**TEXT PROVIDED**.
[Begin]
Re: Interaction between Text indexing, Fuseki services & Data Access Control

Vilnis Termanis Tue, 03 May 2022 07:57:26 -0700

On Sat, 16 Apr 2022 at 21:29, Andy Seaborne <[email protected]> wrote:

>
>
> On 14/04/2022 20:57, Vilnis Termanis wrote:
> > Hi,
> >
> > Specifying the following in each service (which is to ignore text
> > indexing) now works (tested against 4.4.0):
> >
> > ja:context [ ja:cxtName "http://jena.apache.org/text#index"; ;
> > ja:cxtValue false ] ;
>
> Doesn't that cause warnings in the Fuseki log?
>


Yes it does - three (expected) warnings from TextQueryPF:
1) Context setting 'symbol:http://jena.apache.org/text#index'is not a
TextIndex
2) Failed to find the text index : tried context and as a text-enabled
dataset
3) No text index - no text search performed

(Note that I also tried specifying the override as "undef" - but that
doesn't work because it basically unsets the existing value and the dataset
one then rightly is used.)
[End]
**LISTING**.
[Begin]
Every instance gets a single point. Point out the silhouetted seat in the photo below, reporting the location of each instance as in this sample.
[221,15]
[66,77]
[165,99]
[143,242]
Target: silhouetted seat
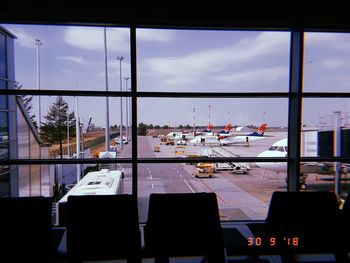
[26,233]
[184,225]
[299,222]
[103,228]
[345,229]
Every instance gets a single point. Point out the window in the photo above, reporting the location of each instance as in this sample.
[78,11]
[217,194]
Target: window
[221,96]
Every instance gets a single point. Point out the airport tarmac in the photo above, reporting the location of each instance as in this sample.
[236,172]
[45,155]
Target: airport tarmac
[240,196]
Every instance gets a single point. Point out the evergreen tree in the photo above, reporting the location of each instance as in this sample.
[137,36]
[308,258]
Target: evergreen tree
[54,128]
[27,102]
[142,129]
[28,105]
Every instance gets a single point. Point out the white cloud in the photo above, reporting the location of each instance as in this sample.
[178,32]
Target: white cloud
[211,61]
[333,63]
[23,38]
[154,35]
[263,75]
[75,59]
[92,38]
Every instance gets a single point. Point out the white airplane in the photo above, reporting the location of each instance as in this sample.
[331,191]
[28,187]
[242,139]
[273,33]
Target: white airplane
[280,149]
[228,138]
[180,135]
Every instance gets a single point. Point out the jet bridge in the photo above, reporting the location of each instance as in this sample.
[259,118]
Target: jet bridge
[234,167]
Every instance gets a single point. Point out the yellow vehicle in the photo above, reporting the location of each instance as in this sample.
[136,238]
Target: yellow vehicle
[206,167]
[169,142]
[200,172]
[156,148]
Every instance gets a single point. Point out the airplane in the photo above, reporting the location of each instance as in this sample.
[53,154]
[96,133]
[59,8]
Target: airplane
[226,132]
[222,140]
[181,135]
[280,149]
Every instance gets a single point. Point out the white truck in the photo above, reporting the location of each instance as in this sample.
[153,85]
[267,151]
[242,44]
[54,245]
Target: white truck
[232,167]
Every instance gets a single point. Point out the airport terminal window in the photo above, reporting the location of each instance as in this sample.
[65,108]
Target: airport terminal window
[230,81]
[326,62]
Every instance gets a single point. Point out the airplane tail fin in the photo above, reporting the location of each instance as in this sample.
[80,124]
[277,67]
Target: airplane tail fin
[260,131]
[End]
**TASK STATEMENT**. Print the part of the Fuseki text-indexing message from "On Sat, 16 Apr" to "the Fuseki log?", unchanged. The items are separate material, unconnected to the message on Fuseki text indexing.

**COMPLETED EXERCISE**.
On Sat, 16 Apr 2022 at 21:29, Andy Seaborne <[email protected]> wrote:

>
>
> On 14/04/2022 20:57, Vilnis Termanis wrote:
> > Hi,
> >
> > Specifying the following in each service (which is to ignore text
> > indexing) now works (tested against 4.4.0):
> >
> > ja:context [ ja:cxtName "http://jena.apache.org/text#index"; ;
> > ja:cxtValue false ] ;
>
> Doesn't that cause warnings in the Fuseki log?